§ **The problem**
Return the line containing "Place a dot on every instance of the person" and all lines after it exactly; stop at the end of the material.

[Pointing dataset excerpts]
┌──

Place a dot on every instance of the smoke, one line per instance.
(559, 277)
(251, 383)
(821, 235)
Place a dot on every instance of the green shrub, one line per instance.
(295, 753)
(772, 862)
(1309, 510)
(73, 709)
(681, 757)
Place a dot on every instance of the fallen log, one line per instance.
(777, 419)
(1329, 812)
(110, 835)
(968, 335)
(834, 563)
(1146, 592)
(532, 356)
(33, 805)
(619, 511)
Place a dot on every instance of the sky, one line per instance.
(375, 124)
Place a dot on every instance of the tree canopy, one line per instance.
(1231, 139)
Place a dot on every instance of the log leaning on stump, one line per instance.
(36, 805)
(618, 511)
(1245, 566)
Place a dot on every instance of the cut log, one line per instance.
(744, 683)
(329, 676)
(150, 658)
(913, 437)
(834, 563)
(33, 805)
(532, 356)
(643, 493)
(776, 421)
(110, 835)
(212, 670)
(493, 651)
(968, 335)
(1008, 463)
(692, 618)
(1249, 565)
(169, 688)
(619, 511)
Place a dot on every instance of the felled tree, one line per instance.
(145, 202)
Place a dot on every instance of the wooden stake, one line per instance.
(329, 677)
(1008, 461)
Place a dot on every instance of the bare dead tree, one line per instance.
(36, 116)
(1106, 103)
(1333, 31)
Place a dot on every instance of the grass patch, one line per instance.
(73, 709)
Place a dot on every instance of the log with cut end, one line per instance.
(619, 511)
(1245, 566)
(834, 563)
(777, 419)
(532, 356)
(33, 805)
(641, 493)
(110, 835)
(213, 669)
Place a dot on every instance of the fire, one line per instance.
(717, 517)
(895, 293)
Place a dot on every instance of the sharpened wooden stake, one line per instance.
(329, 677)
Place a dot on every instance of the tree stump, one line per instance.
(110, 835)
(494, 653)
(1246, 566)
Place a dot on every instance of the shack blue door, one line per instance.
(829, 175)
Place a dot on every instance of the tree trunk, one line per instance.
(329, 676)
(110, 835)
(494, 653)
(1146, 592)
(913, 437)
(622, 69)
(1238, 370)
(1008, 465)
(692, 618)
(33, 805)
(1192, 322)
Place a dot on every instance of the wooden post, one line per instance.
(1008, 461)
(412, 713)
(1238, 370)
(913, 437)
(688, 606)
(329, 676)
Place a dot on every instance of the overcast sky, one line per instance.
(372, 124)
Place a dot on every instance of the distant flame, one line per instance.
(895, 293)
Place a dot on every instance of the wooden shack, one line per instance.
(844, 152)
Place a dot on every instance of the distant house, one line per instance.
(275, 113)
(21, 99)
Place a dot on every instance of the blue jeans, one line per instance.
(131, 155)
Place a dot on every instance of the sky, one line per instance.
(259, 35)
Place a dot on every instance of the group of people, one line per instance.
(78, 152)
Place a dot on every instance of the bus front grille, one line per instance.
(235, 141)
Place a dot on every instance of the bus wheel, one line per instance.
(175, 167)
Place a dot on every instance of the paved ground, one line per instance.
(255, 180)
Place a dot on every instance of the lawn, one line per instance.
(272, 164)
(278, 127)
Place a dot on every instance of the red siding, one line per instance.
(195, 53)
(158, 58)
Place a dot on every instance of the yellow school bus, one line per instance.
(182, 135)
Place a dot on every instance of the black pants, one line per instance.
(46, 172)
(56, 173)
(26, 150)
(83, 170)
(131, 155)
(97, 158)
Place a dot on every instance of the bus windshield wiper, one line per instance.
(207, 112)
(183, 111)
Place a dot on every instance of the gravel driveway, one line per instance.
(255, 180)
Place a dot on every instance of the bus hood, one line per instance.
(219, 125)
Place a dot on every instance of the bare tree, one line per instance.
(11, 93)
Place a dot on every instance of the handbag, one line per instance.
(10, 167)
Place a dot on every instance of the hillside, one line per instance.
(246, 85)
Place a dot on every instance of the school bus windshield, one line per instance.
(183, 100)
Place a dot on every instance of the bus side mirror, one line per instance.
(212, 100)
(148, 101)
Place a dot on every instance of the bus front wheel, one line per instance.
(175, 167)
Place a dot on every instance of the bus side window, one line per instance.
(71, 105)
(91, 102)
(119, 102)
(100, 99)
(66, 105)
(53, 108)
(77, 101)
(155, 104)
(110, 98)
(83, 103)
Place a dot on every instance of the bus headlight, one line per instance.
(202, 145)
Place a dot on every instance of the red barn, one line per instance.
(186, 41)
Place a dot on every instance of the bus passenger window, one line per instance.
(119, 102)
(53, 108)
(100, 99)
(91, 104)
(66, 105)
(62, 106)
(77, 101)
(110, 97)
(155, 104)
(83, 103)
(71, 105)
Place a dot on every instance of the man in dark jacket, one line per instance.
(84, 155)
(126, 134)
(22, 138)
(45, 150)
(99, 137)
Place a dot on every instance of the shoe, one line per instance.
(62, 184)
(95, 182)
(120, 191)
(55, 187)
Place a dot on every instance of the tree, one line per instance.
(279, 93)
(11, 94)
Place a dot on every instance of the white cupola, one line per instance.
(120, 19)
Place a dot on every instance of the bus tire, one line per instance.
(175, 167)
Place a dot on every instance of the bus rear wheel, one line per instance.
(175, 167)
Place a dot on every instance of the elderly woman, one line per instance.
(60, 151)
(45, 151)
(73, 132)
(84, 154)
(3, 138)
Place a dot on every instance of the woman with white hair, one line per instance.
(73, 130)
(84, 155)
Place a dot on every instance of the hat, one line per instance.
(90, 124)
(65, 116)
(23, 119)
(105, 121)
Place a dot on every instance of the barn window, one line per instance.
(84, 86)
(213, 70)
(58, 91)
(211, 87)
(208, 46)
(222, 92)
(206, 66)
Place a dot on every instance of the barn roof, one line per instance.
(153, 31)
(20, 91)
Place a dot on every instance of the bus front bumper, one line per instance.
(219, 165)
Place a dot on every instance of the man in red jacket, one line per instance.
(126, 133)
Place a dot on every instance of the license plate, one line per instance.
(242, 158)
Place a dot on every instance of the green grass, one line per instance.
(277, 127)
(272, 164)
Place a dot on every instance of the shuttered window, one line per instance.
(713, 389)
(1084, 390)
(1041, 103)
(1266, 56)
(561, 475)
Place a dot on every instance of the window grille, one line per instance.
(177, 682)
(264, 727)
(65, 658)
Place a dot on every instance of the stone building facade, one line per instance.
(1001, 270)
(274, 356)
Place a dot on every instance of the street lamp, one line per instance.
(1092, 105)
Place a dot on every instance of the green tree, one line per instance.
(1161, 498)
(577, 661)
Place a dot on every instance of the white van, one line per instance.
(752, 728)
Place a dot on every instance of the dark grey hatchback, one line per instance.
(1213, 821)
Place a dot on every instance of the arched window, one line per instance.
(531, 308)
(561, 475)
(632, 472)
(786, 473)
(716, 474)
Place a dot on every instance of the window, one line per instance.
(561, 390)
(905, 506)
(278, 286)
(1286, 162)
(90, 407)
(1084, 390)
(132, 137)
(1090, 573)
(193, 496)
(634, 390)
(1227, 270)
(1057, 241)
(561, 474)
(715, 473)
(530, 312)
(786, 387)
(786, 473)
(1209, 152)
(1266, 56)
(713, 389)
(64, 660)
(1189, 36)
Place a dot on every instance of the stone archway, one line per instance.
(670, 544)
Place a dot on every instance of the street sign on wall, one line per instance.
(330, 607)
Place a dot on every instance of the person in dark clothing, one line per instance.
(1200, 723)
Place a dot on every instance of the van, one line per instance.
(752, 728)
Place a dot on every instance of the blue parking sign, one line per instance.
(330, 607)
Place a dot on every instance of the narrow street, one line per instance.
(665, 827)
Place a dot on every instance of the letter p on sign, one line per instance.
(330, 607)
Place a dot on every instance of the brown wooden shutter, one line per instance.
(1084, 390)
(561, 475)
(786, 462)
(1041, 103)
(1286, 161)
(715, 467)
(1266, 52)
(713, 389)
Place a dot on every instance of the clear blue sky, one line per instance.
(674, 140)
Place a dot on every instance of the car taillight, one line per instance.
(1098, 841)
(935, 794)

└──

§ **Response**
Place a dot on every instance of the person in dark clothing, one line per instance.
(1200, 723)
Place a dot on every instance of the van, one line per instance.
(752, 728)
Place a dot on every instance of the blue parking sign, one line per instance.
(330, 607)
Place a dot on every instance of the narrow street, one line per instance.
(665, 827)
Place a dot on every instance of the letter p on sign, one line per instance.
(330, 607)
Place a dot on every instance of the brown wooden shutter, one line per instance.
(1084, 390)
(561, 475)
(786, 462)
(1041, 103)
(1286, 161)
(715, 467)
(1266, 52)
(713, 389)
Place a dot on every instance of the clear blue sky, one line per instance.
(674, 140)
Place a dot on every instance of the car taillight, one line per instance.
(1098, 841)
(935, 794)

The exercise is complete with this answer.